> _WHAT THIS TASK INVOLVES_:
Put the lines from the first one up to and including the line with "<point>78,66</point>" into a Markdown table with the columns Row and Line, numbering each row and skipping any blank lines. Leave the pictures out of the table.

***** SUPPLIED DATA

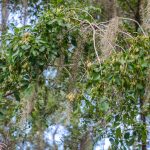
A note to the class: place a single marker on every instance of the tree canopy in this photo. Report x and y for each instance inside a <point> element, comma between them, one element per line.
<point>78,66</point>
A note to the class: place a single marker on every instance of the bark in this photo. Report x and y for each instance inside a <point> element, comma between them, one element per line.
<point>4,15</point>
<point>25,7</point>
<point>143,119</point>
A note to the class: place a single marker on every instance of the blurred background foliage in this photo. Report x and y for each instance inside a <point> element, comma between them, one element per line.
<point>80,67</point>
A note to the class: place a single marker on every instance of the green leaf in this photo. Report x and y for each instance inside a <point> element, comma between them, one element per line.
<point>42,49</point>
<point>127,135</point>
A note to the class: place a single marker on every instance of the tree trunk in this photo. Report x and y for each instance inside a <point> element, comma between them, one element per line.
<point>86,142</point>
<point>143,119</point>
<point>4,15</point>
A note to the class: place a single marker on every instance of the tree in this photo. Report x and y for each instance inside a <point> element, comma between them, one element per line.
<point>70,68</point>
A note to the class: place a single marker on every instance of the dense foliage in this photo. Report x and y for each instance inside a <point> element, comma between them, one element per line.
<point>69,69</point>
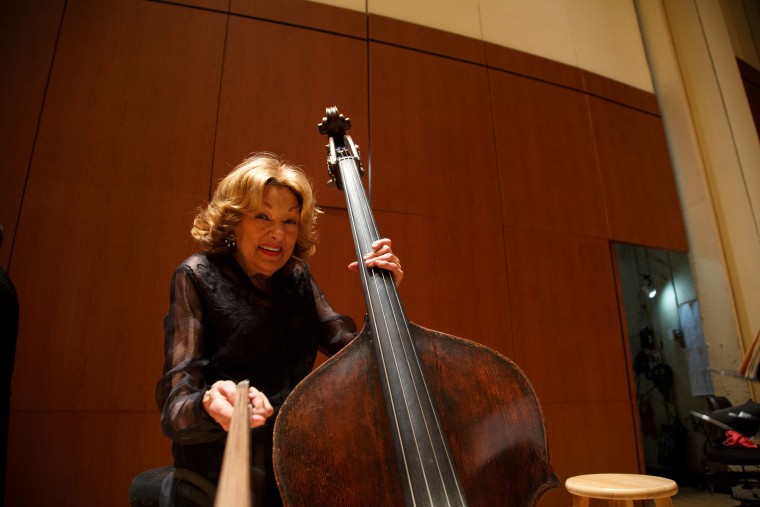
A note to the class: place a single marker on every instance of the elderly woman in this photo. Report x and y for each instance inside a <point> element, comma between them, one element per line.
<point>248,308</point>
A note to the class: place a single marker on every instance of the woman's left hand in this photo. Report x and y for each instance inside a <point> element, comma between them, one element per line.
<point>382,256</point>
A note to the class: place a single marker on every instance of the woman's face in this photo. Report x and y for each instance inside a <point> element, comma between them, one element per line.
<point>266,238</point>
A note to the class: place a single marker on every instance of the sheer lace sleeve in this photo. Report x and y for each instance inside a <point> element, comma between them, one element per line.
<point>337,329</point>
<point>180,390</point>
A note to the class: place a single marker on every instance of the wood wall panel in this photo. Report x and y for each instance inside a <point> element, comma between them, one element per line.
<point>70,459</point>
<point>309,14</point>
<point>428,40</point>
<point>588,437</point>
<point>548,171</point>
<point>217,5</point>
<point>28,33</point>
<point>455,276</point>
<point>640,192</point>
<point>122,160</point>
<point>524,64</point>
<point>432,146</point>
<point>565,317</point>
<point>273,100</point>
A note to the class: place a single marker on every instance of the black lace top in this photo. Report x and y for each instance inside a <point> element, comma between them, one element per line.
<point>221,326</point>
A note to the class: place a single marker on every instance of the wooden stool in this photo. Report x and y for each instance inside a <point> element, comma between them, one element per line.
<point>621,489</point>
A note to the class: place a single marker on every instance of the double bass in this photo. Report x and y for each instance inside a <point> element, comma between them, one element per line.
<point>405,415</point>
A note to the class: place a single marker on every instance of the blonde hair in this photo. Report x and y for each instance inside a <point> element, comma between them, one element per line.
<point>241,192</point>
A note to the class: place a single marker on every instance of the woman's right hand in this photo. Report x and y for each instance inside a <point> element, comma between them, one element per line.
<point>219,402</point>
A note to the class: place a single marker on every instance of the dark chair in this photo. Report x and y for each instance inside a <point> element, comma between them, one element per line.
<point>169,487</point>
<point>744,419</point>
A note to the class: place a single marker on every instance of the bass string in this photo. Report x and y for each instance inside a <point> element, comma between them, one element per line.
<point>382,284</point>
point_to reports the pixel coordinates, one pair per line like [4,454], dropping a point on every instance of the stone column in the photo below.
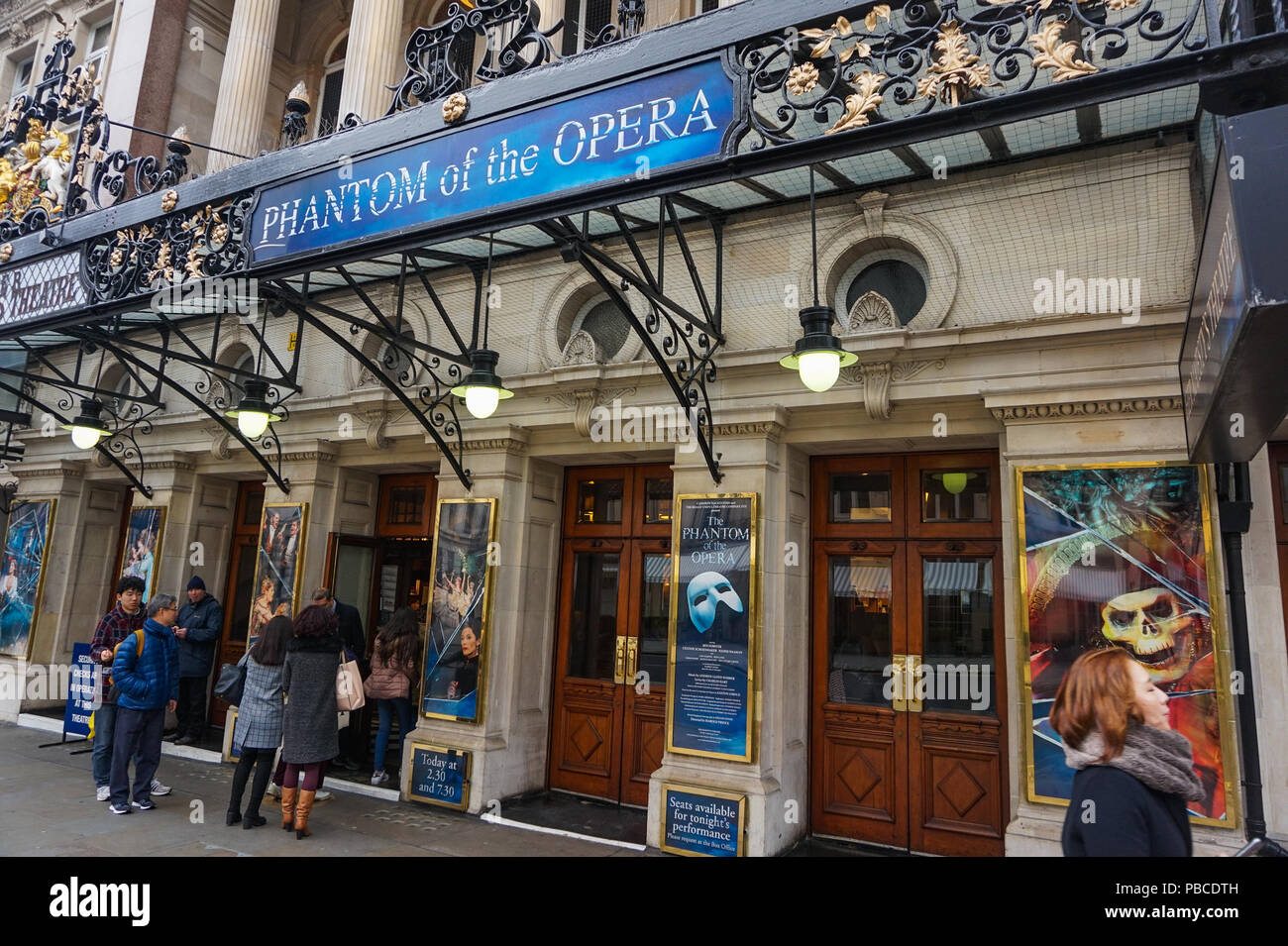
[509,745]
[776,781]
[373,56]
[244,81]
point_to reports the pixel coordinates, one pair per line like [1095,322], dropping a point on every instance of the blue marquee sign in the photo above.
[622,133]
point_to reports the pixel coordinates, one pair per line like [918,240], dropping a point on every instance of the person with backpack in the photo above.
[146,672]
[393,670]
[112,628]
[259,719]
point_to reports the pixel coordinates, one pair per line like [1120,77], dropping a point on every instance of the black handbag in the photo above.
[231,683]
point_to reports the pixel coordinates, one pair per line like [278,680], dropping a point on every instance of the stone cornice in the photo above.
[1089,408]
[510,446]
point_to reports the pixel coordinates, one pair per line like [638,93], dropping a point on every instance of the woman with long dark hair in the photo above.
[1134,773]
[393,670]
[259,719]
[309,727]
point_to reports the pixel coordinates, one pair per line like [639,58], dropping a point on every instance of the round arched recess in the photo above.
[876,235]
[584,326]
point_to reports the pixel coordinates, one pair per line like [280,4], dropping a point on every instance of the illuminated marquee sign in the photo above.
[622,133]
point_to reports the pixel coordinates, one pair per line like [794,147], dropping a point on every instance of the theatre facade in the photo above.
[761,405]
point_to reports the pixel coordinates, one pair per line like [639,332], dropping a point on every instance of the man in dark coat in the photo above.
[201,622]
[355,739]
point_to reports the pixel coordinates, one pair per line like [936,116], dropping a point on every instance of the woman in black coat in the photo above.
[1134,773]
[309,725]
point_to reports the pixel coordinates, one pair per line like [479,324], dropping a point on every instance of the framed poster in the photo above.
[460,617]
[712,633]
[142,551]
[278,564]
[702,822]
[1121,555]
[438,775]
[26,547]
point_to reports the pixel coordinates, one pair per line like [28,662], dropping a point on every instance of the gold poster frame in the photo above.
[709,793]
[297,581]
[44,562]
[1225,701]
[156,550]
[465,788]
[752,630]
[488,576]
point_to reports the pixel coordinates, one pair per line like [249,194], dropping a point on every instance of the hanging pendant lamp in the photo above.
[818,354]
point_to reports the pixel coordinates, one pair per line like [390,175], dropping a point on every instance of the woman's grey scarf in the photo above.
[1160,758]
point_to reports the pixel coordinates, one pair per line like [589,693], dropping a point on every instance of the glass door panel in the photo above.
[592,620]
[957,635]
[861,631]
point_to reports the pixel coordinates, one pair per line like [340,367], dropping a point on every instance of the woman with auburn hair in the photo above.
[1134,774]
[309,727]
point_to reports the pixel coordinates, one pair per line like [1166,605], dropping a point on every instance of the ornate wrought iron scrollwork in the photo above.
[890,63]
[51,172]
[513,37]
[168,252]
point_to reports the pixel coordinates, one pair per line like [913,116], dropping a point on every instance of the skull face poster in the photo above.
[712,624]
[1119,556]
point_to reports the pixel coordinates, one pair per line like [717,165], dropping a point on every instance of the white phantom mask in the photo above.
[704,592]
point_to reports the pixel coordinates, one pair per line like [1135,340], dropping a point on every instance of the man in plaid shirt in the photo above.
[114,627]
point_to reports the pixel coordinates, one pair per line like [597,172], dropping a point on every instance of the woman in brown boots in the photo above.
[309,726]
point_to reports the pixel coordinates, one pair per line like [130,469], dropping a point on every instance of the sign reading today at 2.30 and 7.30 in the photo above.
[439,777]
[626,132]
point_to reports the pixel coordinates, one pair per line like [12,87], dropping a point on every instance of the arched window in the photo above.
[333,78]
[897,280]
[603,321]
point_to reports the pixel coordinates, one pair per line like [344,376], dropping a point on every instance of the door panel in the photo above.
[587,753]
[861,742]
[644,736]
[957,765]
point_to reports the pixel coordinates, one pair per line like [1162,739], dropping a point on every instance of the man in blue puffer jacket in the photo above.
[149,683]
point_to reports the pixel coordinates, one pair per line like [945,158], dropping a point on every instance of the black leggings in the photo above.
[249,758]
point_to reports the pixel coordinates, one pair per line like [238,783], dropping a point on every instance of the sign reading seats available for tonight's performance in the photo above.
[616,134]
[708,693]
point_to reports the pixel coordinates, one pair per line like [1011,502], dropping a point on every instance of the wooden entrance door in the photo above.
[608,727]
[909,730]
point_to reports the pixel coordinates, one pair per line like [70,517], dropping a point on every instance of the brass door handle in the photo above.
[619,661]
[632,658]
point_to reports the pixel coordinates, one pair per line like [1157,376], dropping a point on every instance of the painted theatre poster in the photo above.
[709,686]
[1119,556]
[459,618]
[26,547]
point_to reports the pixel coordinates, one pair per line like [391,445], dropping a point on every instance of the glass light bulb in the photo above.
[85,438]
[819,369]
[954,482]
[481,402]
[252,424]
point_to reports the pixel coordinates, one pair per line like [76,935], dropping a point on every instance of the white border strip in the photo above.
[559,833]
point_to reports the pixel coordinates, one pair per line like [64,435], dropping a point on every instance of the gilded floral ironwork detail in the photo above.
[875,62]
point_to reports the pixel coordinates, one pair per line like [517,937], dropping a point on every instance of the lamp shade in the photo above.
[482,389]
[88,428]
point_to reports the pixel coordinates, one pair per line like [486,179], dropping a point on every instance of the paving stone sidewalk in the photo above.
[48,807]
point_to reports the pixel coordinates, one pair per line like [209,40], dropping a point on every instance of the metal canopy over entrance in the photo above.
[639,143]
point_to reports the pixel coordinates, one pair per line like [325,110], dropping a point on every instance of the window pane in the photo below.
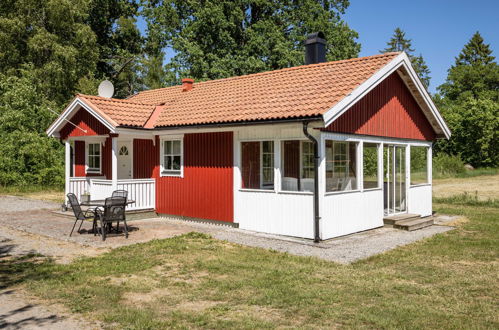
[168,162]
[341,166]
[419,165]
[370,156]
[257,165]
[176,147]
[176,163]
[297,159]
[250,158]
[168,147]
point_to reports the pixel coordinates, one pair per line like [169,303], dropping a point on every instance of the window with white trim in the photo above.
[419,165]
[257,165]
[370,165]
[94,157]
[297,165]
[341,166]
[172,157]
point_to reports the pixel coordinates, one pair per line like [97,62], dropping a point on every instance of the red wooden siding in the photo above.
[79,163]
[206,190]
[250,158]
[145,158]
[87,122]
[388,110]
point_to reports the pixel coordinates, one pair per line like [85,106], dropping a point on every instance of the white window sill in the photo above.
[419,185]
[289,192]
[179,175]
[257,190]
[372,189]
[328,193]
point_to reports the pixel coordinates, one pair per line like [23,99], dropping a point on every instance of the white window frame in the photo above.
[428,165]
[281,166]
[162,169]
[261,163]
[359,166]
[87,158]
[260,184]
[379,160]
[302,168]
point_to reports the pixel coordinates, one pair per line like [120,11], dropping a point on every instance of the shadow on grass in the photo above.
[16,270]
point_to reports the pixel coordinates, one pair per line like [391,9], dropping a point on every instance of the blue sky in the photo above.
[438,28]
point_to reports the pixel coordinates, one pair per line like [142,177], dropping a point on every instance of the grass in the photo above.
[482,188]
[52,194]
[194,281]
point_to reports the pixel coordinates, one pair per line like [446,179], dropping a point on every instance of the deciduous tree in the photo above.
[217,39]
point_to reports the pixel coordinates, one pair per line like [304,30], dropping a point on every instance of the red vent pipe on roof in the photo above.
[187,84]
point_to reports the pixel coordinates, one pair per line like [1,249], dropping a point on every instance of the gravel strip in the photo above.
[16,204]
[343,250]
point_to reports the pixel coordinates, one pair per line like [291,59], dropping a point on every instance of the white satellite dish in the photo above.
[106,89]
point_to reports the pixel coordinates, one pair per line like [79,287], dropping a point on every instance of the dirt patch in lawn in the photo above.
[485,187]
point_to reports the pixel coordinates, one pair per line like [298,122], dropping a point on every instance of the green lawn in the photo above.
[448,281]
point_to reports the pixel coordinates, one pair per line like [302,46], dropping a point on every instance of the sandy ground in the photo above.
[486,187]
[28,226]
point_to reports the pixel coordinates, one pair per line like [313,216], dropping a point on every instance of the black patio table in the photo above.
[102,203]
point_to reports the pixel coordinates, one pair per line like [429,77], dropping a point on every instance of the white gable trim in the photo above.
[401,60]
[71,109]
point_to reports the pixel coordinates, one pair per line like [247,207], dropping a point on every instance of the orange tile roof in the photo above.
[297,92]
[122,112]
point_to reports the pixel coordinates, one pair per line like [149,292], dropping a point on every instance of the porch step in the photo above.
[414,224]
[393,219]
[408,222]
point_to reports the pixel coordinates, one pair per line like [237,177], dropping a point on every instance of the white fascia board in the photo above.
[427,98]
[70,110]
[400,60]
[132,132]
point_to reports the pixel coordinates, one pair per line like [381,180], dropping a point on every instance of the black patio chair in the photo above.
[120,193]
[80,215]
[114,211]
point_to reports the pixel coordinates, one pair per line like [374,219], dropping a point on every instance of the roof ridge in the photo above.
[299,67]
[111,99]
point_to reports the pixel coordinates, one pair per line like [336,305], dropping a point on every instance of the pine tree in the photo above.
[400,43]
[475,52]
[474,74]
[217,39]
[469,101]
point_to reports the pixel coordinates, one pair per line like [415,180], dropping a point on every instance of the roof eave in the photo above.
[78,101]
[400,60]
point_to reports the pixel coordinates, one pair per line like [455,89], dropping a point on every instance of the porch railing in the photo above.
[142,191]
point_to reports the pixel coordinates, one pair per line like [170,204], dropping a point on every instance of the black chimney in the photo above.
[315,48]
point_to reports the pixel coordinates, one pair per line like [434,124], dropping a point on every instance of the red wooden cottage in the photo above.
[242,150]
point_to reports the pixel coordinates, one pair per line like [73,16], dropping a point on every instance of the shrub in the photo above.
[447,165]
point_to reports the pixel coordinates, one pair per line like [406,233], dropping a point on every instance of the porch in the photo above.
[142,191]
[100,164]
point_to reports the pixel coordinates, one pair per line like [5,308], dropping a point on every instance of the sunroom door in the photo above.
[394,186]
[124,160]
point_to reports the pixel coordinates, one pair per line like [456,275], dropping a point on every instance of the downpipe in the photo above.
[317,217]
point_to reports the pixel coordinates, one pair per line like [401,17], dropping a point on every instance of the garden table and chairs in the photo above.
[103,213]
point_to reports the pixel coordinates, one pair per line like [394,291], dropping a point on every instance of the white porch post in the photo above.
[67,163]
[114,162]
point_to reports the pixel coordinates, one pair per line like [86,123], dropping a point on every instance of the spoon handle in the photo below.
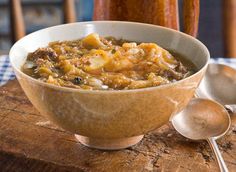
[231,109]
[220,160]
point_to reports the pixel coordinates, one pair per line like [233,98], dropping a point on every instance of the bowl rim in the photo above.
[68,89]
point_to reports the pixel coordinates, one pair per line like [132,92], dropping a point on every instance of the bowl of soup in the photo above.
[109,82]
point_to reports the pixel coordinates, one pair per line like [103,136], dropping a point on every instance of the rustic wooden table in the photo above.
[29,142]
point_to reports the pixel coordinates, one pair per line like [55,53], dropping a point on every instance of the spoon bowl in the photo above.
[198,122]
[204,119]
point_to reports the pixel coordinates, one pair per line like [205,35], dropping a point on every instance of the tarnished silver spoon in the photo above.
[204,119]
[219,84]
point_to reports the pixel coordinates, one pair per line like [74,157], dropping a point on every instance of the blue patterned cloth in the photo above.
[6,71]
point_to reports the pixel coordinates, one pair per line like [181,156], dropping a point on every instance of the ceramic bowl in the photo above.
[110,119]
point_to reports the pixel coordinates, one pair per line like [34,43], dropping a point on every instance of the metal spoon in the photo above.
[204,119]
[219,84]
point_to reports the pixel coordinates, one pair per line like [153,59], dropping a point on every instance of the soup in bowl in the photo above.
[109,82]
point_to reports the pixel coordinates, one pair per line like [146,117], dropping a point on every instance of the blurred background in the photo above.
[39,14]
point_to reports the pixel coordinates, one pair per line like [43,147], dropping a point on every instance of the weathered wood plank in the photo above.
[29,142]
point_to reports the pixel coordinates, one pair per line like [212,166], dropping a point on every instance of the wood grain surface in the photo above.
[29,142]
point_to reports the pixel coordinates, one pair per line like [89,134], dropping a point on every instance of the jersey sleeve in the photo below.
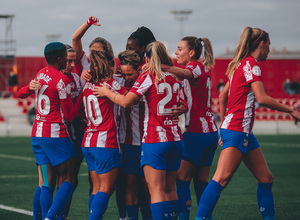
[142,84]
[24,92]
[251,71]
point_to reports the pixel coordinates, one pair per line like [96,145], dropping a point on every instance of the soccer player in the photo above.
[77,125]
[136,42]
[237,111]
[130,133]
[162,145]
[100,145]
[83,63]
[201,134]
[51,144]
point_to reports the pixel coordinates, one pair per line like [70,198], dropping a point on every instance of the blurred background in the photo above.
[26,26]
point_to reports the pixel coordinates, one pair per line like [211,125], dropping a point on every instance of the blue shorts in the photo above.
[243,141]
[77,145]
[52,151]
[200,148]
[101,159]
[131,159]
[162,156]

**********

> _EXERCISE RESULT_:
| Row | Line |
|---|---|
| 1 | A note to the class: place a single marker on every instance of the tree canopy in this photo. Report x and y for each instance inside a <point> element, comma between them, one element per line. |
| 2 | <point>78,66</point> |